**TASK INSTRUCTIONS**
Reproduce the following entries exactly, leaving nothing out.

________________

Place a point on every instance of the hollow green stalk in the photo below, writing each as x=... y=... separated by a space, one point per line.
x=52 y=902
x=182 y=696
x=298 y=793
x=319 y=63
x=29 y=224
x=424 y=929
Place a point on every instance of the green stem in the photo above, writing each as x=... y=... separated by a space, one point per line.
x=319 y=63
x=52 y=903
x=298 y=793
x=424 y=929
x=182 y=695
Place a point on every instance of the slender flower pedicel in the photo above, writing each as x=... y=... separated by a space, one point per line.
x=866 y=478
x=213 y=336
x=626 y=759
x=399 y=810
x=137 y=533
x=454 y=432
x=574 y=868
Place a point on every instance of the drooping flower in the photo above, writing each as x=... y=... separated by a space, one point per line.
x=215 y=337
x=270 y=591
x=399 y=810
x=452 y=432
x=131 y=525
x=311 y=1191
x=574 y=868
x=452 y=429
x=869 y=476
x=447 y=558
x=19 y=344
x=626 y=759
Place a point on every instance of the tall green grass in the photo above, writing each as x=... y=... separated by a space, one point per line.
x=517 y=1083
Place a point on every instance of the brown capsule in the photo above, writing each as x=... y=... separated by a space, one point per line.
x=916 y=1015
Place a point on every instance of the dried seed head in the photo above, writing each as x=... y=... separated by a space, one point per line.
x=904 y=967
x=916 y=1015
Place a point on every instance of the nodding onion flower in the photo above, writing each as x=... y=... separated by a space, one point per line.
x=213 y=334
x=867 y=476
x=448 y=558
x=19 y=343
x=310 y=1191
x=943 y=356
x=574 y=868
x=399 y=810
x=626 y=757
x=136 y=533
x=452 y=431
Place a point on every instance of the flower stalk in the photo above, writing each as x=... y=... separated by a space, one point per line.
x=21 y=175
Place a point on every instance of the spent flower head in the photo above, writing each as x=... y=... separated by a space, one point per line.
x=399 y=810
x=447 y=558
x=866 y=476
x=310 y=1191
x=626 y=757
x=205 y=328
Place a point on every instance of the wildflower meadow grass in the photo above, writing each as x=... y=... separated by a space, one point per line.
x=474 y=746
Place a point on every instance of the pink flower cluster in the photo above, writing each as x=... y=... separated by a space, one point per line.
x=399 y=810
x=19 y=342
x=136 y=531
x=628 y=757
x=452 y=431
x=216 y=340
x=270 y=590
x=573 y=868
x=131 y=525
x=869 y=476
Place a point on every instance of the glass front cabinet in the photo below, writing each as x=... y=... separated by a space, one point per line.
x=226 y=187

________________

**RESPONSE**
Place a point on every instance of the hollow green stalk in the photo below, writing each as x=... y=... separated by a space, one point per line.
x=52 y=902
x=182 y=696
x=298 y=793
x=319 y=63
x=29 y=224
x=424 y=929
Place a point on every instance of the green stem in the photo above, writing each as x=... y=... separated by a space, one point per line.
x=319 y=63
x=52 y=903
x=298 y=793
x=424 y=929
x=182 y=695
Place a point on every instance of the slender flower pedicel in the photo above, writing each as x=... y=... separated by a space, one point per line.
x=866 y=478
x=213 y=336
x=626 y=759
x=399 y=810
x=137 y=533
x=454 y=432
x=574 y=868
Place a point on every instance of the drooping flower in the photo above, writing each as x=... y=... separated by a space, one point per line.
x=215 y=337
x=270 y=591
x=399 y=810
x=452 y=432
x=131 y=525
x=311 y=1191
x=574 y=868
x=452 y=429
x=869 y=476
x=447 y=558
x=19 y=344
x=626 y=759
Place a point on every instance of the tall green grass in the photo above, writing each as x=... y=... separated by a space, one point per line.
x=517 y=1083
Place a point on every instance of the brown capsule in the photo above, writing each as x=... y=... separated by a space, one point per line.
x=916 y=1015
Place a point on every instance of the dried seed head in the photo above, writing each as x=... y=... separated by a space, one point per line.
x=904 y=967
x=916 y=1015
Place a point on every instance of the nodding onion flower in the photo above, writing each as x=... y=... separated by a space, one point per line.
x=213 y=334
x=867 y=476
x=448 y=558
x=19 y=343
x=310 y=1191
x=943 y=356
x=574 y=868
x=399 y=810
x=626 y=757
x=136 y=533
x=452 y=431
Place a point on every instance of the flower stalk in the photo above, writing each as x=... y=... separated by a space, one point per line.
x=21 y=175
Place a point on every instance of the spent flower head in the photo above, writing each as x=... y=... separated by a space, one point per line.
x=399 y=810
x=447 y=558
x=866 y=476
x=310 y=1191
x=626 y=757
x=205 y=328
Place a point on every instance of the wildflower meadow grass in the photo above, writing each as x=... y=... separated by a space, one point per line.
x=474 y=746
Place a point on every instance of the pink flower cluster in the photo above, writing each as x=... y=... separated by a space, one point per line.
x=399 y=810
x=19 y=342
x=136 y=531
x=628 y=757
x=452 y=431
x=216 y=340
x=270 y=590
x=573 y=868
x=131 y=525
x=869 y=476
Place a point on every instance of the glass front cabinet in the photo below, writing each as x=... y=... separated by a space, one point per line.
x=226 y=187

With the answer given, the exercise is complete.